_Exercise task_
Copy out every row below word for word, leaving out the pictures.

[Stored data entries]
[START]
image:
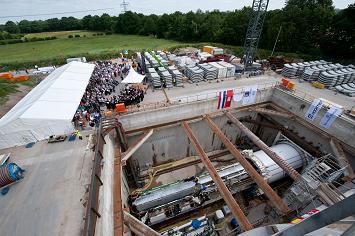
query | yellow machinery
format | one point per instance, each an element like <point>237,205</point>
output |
<point>316,84</point>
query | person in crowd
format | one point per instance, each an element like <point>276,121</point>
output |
<point>101,92</point>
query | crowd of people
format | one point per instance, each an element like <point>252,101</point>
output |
<point>101,93</point>
<point>129,96</point>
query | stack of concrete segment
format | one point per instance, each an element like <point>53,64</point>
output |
<point>210,72</point>
<point>194,73</point>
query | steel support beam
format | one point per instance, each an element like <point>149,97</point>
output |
<point>225,193</point>
<point>137,226</point>
<point>276,158</point>
<point>328,216</point>
<point>259,180</point>
<point>289,134</point>
<point>339,152</point>
<point>131,150</point>
<point>117,198</point>
<point>272,112</point>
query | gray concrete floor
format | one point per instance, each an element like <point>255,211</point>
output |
<point>49,200</point>
<point>269,77</point>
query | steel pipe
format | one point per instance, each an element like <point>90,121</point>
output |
<point>258,142</point>
<point>137,226</point>
<point>226,194</point>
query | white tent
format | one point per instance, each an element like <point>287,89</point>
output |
<point>133,77</point>
<point>48,109</point>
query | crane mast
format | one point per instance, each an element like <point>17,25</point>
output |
<point>255,27</point>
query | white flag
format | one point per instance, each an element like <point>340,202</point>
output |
<point>330,117</point>
<point>249,95</point>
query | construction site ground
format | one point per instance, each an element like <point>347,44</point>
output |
<point>51,198</point>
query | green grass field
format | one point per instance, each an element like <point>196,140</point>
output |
<point>64,47</point>
<point>61,34</point>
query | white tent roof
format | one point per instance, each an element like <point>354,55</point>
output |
<point>133,77</point>
<point>49,108</point>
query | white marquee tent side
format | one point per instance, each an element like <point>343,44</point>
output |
<point>133,77</point>
<point>48,109</point>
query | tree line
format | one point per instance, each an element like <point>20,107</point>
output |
<point>307,26</point>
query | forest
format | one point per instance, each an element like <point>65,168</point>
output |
<point>310,27</point>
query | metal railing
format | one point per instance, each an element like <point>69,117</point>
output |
<point>92,204</point>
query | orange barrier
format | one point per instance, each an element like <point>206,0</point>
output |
<point>120,107</point>
<point>208,49</point>
<point>7,76</point>
<point>285,82</point>
<point>291,85</point>
<point>108,113</point>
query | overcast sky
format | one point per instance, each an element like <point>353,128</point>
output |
<point>17,10</point>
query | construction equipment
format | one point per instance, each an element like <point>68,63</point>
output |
<point>255,27</point>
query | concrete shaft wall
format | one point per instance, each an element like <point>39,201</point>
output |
<point>342,128</point>
<point>171,143</point>
<point>179,112</point>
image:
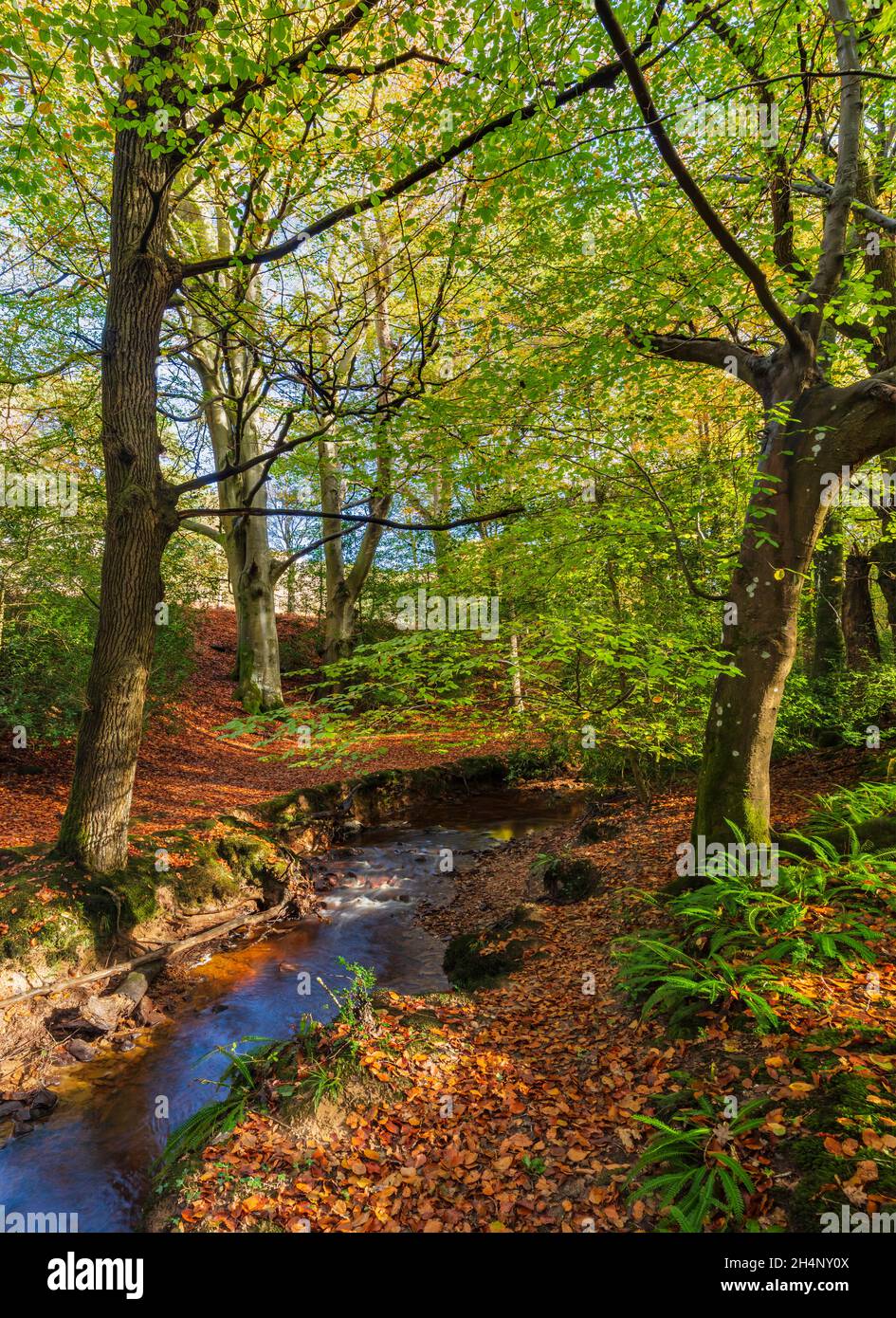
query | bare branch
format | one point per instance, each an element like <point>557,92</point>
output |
<point>713,222</point>
<point>832,246</point>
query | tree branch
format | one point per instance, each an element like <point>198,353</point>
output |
<point>713,222</point>
<point>722,354</point>
<point>601,78</point>
<point>832,244</point>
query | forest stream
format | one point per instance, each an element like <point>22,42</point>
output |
<point>92,1158</point>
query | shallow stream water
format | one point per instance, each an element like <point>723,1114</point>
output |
<point>91,1158</point>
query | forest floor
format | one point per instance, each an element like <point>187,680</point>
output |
<point>517,1107</point>
<point>188,769</point>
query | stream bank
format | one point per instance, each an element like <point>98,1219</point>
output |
<point>58,923</point>
<point>116,1110</point>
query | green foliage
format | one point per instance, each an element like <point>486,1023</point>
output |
<point>244,1080</point>
<point>733,935</point>
<point>697,1179</point>
<point>845,705</point>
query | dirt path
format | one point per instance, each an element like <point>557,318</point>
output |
<point>517,1108</point>
<point>188,770</point>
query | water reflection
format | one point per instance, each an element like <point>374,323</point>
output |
<point>91,1158</point>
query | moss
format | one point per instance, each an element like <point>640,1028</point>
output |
<point>844,1106</point>
<point>470,965</point>
<point>567,878</point>
<point>51,907</point>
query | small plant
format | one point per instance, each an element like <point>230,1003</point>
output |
<point>244,1078</point>
<point>699,1171</point>
<point>320,1082</point>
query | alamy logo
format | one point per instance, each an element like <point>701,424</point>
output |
<point>713,859</point>
<point>736,119</point>
<point>857,1223</point>
<point>36,1223</point>
<point>40,489</point>
<point>71,1273</point>
<point>859,489</point>
<point>448,613</point>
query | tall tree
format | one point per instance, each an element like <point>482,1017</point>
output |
<point>175,82</point>
<point>812,428</point>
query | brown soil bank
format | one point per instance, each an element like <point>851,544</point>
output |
<point>58,923</point>
<point>520,1107</point>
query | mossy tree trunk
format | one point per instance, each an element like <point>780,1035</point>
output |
<point>859,626</point>
<point>829,650</point>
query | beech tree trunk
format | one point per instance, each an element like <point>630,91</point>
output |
<point>828,430</point>
<point>829,650</point>
<point>859,626</point>
<point>246,541</point>
<point>140,516</point>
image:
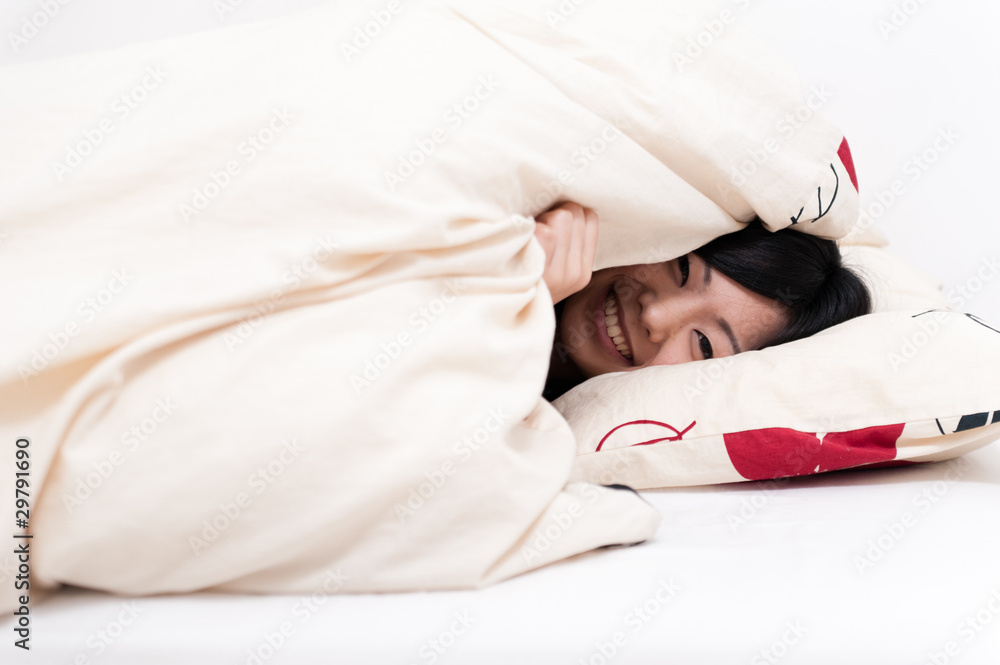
[END]
_Solution_
image:
query | yellow machinery
format | one point per instance, each an element like <point>237,205</point>
output |
<point>316,84</point>
query | person in crowd
format | one point per instance, each an element like <point>276,121</point>
output |
<point>101,92</point>
query | crowd of people
format | one point per instance, each an element like <point>252,101</point>
output |
<point>101,93</point>
<point>129,96</point>
query | stack of concrete segment
format | one point per instance, each an element like <point>53,64</point>
output |
<point>210,72</point>
<point>194,73</point>
query | steel support beam
format | one point per instance, each an element like <point>149,97</point>
output |
<point>225,193</point>
<point>137,226</point>
<point>276,158</point>
<point>328,216</point>
<point>259,180</point>
<point>289,134</point>
<point>339,152</point>
<point>131,150</point>
<point>117,198</point>
<point>272,112</point>
query | gray concrete floor
format | one point per instance, each an element like <point>255,211</point>
output |
<point>49,200</point>
<point>269,77</point>
query | steel pipe
format | one point per instance, each an element like <point>90,121</point>
output |
<point>258,142</point>
<point>137,226</point>
<point>226,194</point>
query | white tent
format | one point per instance, each an element like <point>287,89</point>
output |
<point>133,77</point>
<point>48,109</point>
query | crane mast
format | one point per instance, each an element like <point>17,25</point>
output |
<point>255,27</point>
query | white flag
format | one point per instance, each an element like <point>340,202</point>
output |
<point>330,117</point>
<point>249,95</point>
query | construction site ground
format | one point per instance, each an element like <point>347,44</point>
output |
<point>51,198</point>
query | green grass field
format | one point per instance, each an element like <point>196,140</point>
output |
<point>64,47</point>
<point>61,34</point>
query | white tent roof
format | one point per instance, each an element like <point>354,55</point>
output |
<point>133,77</point>
<point>49,108</point>
query | white marquee tent side
format | one point per instance, each an element like <point>343,44</point>
output |
<point>133,77</point>
<point>48,109</point>
query | tree line
format | one point per instance, each an element like <point>20,107</point>
output |
<point>307,26</point>
query | forest
format | one point per instance, each an element like <point>65,168</point>
output |
<point>310,27</point>
query | metal railing
format | one point per instance, each an element like <point>69,117</point>
output |
<point>92,204</point>
query | orange barrier
format | one point per instance, each an element like <point>206,0</point>
output |
<point>120,107</point>
<point>208,49</point>
<point>7,76</point>
<point>285,82</point>
<point>291,85</point>
<point>108,113</point>
query | overcast sky
format | one point per instance, each an element like <point>353,128</point>
output |
<point>17,10</point>
query | construction equipment
format | one point per instance, each an element like <point>68,63</point>
output |
<point>255,27</point>
query | concrete shaft wall
format | one point per instance, each an element like <point>39,201</point>
output |
<point>342,128</point>
<point>171,143</point>
<point>179,112</point>
image:
query | bare branch
format | one point per instance, each an element like <point>557,92</point>
output |
<point>713,222</point>
<point>832,246</point>
query | tree branch
format | one point per instance, each an element like <point>198,353</point>
output |
<point>713,222</point>
<point>722,354</point>
<point>601,78</point>
<point>832,244</point>
query | forest stream
format | one point per instance, each an element like <point>22,42</point>
output |
<point>92,1158</point>
query | shallow stream water
format | one point per instance, each an element like <point>723,1114</point>
output |
<point>91,1158</point>
query | forest floor
format | one point per instance, each an element like <point>187,680</point>
output |
<point>517,1107</point>
<point>188,769</point>
query | stream bank
format | one point per instance, each an element like <point>98,1219</point>
output |
<point>58,923</point>
<point>116,1110</point>
query | green foliage
format | one point per instance, each an element like <point>486,1023</point>
output |
<point>244,1080</point>
<point>733,935</point>
<point>697,1179</point>
<point>845,705</point>
query | dirt path
format | one point per instance, each an element like <point>557,318</point>
output |
<point>517,1108</point>
<point>188,770</point>
query | water reflection
format | one point per instance, each an element like <point>374,323</point>
output |
<point>91,1158</point>
query | moss
format | one point per instance, each an element like <point>640,1028</point>
output |
<point>844,1106</point>
<point>470,965</point>
<point>567,878</point>
<point>51,907</point>
query | small plant
format | one point per instance, each an element like <point>230,1003</point>
output |
<point>244,1078</point>
<point>699,1171</point>
<point>320,1082</point>
query | alamy logo
format | one point per instance, each an element like <point>701,424</point>
output |
<point>713,859</point>
<point>736,119</point>
<point>857,1223</point>
<point>36,1223</point>
<point>40,489</point>
<point>71,1273</point>
<point>859,489</point>
<point>448,613</point>
query | tall tree
format | one point per instance, each an element like <point>482,1017</point>
output |
<point>175,82</point>
<point>812,428</point>
query | brown soil bank
format | one point per instance, each an element like <point>851,544</point>
output |
<point>58,923</point>
<point>520,1107</point>
query | mossy tree trunk
format | one point per instance, each an element like <point>780,1035</point>
output |
<point>859,626</point>
<point>829,650</point>
query | beech tree trunk
format | one point per instance, each an element like <point>630,91</point>
output |
<point>828,430</point>
<point>829,650</point>
<point>859,626</point>
<point>246,541</point>
<point>140,516</point>
image:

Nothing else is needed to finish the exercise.